==== Texto mostrado

Siempre me ha resultado algo molesto fotografiar a las personas. Por lo general, me es tan incómodo como para quienes se esfuerzan en mantener una naturalidad en un momento particularmente artificioso.
Fue en Atlanta, en la primavera de 1969, cuando tomé la primera fotografía de Judith durmiendo. Habíamos acabado nuestra primera y, si mal no recuerdo, única merienda al aire libre y ella se había adormecido. Ese momento fue el comienzo de una serie fotográfica que duraría hasta el día de hoy. En aquel entonces no era consciente de la implicación simbólica del sueño como sujeto. No pensaba en el romanticismo y su apreciación del sueño como puerta a sus encantos. Tampoco consideré su popular relación con la muerte. Veo el dormir como un flash de autenticidad, una realidad que sólo el durmiente puede vivir, un momento paradójico de ser y no ser. En estas imágenes de Judith durmiendo veo las condiciones de transparencia y opacidad inherentes en toda fotografía.

========

◆ **Lo que se pide**: Indica si cada afirmación concuerda con el texto sobre las fotografías de Judith durmiendo. Responde sí o no y cita textualmente las palabras que lo deciden: (a) La primera fotografía de Judith durmiendo se tomó en Atlanta en la primavera de 1969. (b) Al empezar la serie, quien escribe tuvo en cuenta la relación del sueño con la muerte. (c) A quien escribe le resulta cómodo fotografiar a las personas.

==== Datos para revisar

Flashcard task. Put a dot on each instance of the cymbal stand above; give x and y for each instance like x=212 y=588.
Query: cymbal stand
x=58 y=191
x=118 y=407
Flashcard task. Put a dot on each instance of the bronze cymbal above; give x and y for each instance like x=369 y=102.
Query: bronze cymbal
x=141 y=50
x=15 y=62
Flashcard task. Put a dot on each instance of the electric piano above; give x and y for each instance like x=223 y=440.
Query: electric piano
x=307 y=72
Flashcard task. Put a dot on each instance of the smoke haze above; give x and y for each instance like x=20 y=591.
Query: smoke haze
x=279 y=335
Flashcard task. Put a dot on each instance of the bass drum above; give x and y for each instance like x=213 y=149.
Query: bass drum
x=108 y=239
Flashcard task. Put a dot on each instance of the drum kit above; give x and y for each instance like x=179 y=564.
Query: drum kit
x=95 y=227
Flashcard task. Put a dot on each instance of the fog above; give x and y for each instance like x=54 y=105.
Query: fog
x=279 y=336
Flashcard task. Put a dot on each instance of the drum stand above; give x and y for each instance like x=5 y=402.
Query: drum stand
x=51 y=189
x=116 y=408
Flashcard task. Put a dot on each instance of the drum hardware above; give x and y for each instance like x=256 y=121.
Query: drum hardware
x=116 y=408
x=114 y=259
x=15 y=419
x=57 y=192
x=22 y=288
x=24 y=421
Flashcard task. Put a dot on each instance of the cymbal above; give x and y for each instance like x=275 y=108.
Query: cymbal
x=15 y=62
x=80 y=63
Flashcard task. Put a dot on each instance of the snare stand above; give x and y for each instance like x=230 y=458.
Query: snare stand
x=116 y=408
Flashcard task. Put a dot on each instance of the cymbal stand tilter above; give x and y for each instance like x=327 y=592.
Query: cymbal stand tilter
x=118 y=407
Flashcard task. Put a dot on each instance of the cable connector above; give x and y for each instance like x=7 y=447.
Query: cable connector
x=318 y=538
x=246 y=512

========

◆ **Solución del ejercicio**:
(a) Sí: «Fue en Atlanta, en la primavera de 1969, cuando tomé la primera fotografía de Judith durmiendo».
(b) No: «Tampoco consideré su popular relación con la muerte».
(c) No: «Siempre me ha resultado algo molesto fotografiar a las personas».